▶ _Written problem_: Rewrite everything from the line containing "Task: locate every instance of the brick" down through the end of the records, switching "stone pillar" to "stone column" and leaving all else unchanged.

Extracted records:
★ ★ ★ ★ ★ ★ ★

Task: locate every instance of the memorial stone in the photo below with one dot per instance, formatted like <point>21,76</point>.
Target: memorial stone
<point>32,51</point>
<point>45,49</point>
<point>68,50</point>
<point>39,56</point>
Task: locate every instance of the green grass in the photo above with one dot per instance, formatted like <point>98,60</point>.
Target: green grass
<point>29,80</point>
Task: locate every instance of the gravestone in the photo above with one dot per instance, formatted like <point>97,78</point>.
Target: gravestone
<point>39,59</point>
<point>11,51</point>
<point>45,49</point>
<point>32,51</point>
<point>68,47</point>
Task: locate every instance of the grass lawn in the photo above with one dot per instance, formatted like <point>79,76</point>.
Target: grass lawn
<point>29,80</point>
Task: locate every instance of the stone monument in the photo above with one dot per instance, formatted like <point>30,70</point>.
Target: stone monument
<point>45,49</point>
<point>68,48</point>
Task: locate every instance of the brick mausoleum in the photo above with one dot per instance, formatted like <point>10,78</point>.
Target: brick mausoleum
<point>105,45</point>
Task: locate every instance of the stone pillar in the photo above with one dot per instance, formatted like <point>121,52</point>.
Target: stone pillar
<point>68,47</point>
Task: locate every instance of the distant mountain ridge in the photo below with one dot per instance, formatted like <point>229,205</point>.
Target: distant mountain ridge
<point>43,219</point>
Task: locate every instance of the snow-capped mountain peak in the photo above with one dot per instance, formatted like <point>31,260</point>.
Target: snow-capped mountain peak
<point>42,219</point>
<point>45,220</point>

★ ★ ★ ★ ★ ★ ★

▶ _Exercise response_:
Task: locate every instance of the brick mausoleum in the photo above with one dot per instance, formatted like <point>10,78</point>.
Target: brick mausoleum
<point>105,45</point>
Task: locate every instance of the stone column in the photo above with one dot per instance, formatted like <point>121,52</point>.
Target: stone column
<point>68,47</point>
Task: locate every instance of the distant mountain ridge in the photo below with one dot per instance, formatted like <point>229,205</point>.
Target: distant mountain ridge
<point>43,219</point>
Task: locate every instance of the snow-capped mountain peak in the photo above with one dot per instance, formatted like <point>31,260</point>.
Target: snow-capped mountain peak
<point>42,219</point>
<point>45,220</point>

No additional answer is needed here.